◆ **SHORT EXERCISE**:
Reproduce the rows word for word, beginning with their first line and continuing through the line containing "[13,38,35,53]", with both of those lines included.

◆ **EXTRACTED MATERIAL**:
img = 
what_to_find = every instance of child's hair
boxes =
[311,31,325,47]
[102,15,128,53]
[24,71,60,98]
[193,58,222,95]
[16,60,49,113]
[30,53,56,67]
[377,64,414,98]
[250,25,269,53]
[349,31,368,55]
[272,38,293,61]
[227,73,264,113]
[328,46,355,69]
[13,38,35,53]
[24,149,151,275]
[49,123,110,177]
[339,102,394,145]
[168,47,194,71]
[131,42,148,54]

◆ **FULL ANSWER**:
img = 
what_to_find = every instance of child's hair
boxes =
[311,31,325,47]
[102,15,128,53]
[24,71,60,98]
[193,58,222,95]
[16,60,49,113]
[30,53,56,67]
[377,64,414,98]
[250,25,269,53]
[349,31,368,55]
[272,38,293,61]
[227,73,264,113]
[328,46,355,69]
[13,38,35,53]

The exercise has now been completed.